*Work to be completed*
Retype each entry. Leave nothing out.
============================================================
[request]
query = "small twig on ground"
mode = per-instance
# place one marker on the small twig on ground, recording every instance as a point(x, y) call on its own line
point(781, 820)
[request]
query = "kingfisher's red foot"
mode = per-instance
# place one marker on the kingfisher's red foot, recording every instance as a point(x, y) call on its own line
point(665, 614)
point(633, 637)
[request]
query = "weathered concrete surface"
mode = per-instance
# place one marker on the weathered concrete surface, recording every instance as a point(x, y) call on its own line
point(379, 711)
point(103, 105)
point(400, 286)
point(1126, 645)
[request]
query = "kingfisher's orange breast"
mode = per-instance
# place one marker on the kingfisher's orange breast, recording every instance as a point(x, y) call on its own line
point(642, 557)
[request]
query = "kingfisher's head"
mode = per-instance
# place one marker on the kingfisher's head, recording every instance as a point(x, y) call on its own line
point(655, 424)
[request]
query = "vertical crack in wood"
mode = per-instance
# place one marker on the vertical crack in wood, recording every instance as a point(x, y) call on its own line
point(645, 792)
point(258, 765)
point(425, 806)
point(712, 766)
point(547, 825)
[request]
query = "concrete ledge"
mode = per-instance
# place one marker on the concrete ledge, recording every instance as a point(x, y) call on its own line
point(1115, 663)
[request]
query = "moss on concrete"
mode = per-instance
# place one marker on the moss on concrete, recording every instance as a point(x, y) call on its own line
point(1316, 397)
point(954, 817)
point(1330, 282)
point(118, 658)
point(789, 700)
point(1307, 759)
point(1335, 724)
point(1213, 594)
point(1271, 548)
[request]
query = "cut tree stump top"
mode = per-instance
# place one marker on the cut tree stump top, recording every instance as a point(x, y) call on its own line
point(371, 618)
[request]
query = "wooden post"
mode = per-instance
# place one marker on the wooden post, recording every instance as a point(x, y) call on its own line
============================================================
*Reply*
[request]
query = "small twig on ground"
mode = per-instance
# place one marker on the small twig on ground, recording every instance as a point(x, y) call on its own line
point(781, 820)
[request]
query = "kingfisher's red foot"
mode = per-instance
# place one marker on the kingfisher's red foot, recording every instance as a point(x, y) call on its own line
point(665, 614)
point(633, 637)
[request]
query = "weathered concrete surface"
mode = per-instance
# place one marker on the weathered concrete surface, recording every instance as a point(x, y) call on its own line
point(379, 711)
point(103, 105)
point(400, 286)
point(1126, 645)
[request]
query = "kingfisher's orange breast"
mode = per-instance
# place one marker on the kingfisher's orange breast, recording every instance as a point(x, y) call on its own line
point(642, 557)
[request]
query = "kingfisher's head"
mode = per-instance
# place one marker on the kingfisher's head, recording every instance as a point(x, y) call on its own line
point(655, 424)
[request]
query = "vertical crack in wood"
mode = per-instance
# place one marker on the vertical crack in wood, recording every instance as a point(x, y) call on its own line
point(645, 792)
point(258, 765)
point(425, 806)
point(712, 766)
point(547, 825)
[request]
query = "concrete ledge"
mode = per-instance
# place one marker on the concrete ledge, recording every instance as a point(x, y) call on its own line
point(1115, 663)
[request]
query = "moss on concrete"
mode = per-instance
# place one marker on the moss on concrete, recording every instance as a point(x, y) call on its own line
point(1316, 397)
point(954, 817)
point(1330, 282)
point(118, 658)
point(789, 700)
point(1307, 759)
point(1335, 724)
point(1213, 594)
point(1271, 548)
[request]
query = "cut tree stump top"
mode = per-instance
# place one marker on the cut tree stump top, recording every instance as a point(x, y) call on its own line
point(371, 618)
[request]
query = "wooden post"
mode = per-instance
# place one marker on the wooden post, recording every instance as a point(x, y) call on its own line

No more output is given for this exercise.